### YOUR TASK
Look through the records below and state how many lines carry the string "water", adding nothing.

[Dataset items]
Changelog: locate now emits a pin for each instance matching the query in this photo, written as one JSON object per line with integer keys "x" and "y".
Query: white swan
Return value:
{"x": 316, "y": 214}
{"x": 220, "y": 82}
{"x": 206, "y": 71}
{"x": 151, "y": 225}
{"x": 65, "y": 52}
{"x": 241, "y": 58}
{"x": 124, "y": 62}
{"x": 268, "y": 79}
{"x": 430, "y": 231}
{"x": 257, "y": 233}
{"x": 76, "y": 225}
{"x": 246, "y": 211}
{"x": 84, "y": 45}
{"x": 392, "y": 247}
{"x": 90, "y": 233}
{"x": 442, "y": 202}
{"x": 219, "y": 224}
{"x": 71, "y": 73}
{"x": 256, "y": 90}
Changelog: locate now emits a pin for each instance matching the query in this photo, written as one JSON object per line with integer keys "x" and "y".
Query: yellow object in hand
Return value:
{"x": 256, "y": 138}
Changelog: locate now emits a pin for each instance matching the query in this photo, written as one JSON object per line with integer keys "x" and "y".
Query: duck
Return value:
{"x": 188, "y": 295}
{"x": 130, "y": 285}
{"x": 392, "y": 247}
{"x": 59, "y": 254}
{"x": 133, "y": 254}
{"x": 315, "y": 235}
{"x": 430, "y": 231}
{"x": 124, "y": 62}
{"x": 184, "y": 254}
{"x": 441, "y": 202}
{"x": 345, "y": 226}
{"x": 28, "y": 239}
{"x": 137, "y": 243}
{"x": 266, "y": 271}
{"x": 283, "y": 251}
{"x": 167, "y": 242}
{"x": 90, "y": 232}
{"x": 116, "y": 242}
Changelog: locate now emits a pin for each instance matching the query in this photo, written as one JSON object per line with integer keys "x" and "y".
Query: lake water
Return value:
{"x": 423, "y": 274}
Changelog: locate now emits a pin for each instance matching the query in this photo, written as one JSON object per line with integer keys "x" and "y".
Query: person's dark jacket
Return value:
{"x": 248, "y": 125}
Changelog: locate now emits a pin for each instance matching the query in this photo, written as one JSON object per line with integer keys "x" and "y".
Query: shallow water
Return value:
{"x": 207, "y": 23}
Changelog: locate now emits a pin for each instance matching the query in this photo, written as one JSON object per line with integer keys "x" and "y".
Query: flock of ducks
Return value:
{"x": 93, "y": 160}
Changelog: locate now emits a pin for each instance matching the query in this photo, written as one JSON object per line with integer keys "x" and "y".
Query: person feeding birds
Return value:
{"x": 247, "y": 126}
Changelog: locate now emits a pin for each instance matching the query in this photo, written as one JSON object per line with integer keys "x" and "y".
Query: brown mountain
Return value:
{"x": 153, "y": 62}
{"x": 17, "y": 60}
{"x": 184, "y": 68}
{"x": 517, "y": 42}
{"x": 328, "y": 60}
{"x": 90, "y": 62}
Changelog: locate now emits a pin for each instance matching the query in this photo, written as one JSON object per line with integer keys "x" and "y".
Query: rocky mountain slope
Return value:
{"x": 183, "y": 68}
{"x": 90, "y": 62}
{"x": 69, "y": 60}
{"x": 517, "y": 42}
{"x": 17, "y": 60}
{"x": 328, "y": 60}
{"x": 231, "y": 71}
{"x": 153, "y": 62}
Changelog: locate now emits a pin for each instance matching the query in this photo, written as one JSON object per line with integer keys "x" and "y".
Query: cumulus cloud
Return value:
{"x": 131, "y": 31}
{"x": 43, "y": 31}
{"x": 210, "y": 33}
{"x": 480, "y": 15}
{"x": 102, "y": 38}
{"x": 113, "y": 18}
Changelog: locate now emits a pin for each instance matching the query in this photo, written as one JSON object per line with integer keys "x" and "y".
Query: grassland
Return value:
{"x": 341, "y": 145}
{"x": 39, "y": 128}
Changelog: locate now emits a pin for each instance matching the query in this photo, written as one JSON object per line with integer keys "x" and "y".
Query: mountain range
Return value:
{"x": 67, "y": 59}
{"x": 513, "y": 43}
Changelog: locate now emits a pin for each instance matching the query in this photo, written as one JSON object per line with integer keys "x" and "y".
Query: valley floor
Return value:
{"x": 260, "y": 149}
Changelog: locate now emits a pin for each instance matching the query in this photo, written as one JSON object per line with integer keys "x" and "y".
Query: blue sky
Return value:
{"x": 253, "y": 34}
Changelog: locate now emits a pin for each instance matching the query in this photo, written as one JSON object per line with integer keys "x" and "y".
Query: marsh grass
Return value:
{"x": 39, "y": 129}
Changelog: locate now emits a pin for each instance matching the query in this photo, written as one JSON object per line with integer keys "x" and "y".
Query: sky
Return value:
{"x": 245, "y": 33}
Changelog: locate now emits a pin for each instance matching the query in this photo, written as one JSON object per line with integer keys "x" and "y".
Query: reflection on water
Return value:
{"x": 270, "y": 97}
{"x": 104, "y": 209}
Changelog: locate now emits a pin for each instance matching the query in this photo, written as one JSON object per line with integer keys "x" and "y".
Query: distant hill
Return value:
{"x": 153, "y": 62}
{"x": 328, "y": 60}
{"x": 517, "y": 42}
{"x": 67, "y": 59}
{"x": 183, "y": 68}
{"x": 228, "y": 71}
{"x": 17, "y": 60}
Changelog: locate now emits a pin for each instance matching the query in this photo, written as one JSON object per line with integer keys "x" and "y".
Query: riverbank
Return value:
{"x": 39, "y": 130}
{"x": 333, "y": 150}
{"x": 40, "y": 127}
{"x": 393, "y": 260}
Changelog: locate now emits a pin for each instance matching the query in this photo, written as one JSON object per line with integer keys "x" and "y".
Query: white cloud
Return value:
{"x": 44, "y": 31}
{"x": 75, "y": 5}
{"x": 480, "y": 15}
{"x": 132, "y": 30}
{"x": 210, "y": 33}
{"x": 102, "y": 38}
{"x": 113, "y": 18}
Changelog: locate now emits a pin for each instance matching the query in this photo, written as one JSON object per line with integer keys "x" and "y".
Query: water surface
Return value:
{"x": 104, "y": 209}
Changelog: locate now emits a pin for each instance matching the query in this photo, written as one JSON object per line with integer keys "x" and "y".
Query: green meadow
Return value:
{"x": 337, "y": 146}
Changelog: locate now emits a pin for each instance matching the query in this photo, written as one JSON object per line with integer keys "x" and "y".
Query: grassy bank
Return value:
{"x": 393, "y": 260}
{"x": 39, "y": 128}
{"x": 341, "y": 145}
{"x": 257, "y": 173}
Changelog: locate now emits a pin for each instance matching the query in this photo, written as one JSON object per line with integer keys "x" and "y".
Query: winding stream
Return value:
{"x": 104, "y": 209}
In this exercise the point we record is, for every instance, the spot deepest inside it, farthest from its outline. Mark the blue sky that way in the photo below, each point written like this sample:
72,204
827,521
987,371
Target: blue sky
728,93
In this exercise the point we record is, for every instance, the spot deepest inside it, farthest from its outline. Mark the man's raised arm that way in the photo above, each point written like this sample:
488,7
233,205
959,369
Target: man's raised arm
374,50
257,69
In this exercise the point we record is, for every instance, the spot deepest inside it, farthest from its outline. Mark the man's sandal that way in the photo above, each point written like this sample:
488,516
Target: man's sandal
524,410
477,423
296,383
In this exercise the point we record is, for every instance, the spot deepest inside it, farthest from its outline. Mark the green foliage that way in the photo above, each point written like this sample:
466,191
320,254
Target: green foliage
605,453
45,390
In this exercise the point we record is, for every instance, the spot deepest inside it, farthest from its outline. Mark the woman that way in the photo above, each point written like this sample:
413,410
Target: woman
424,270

### YOUR RESPONSE
4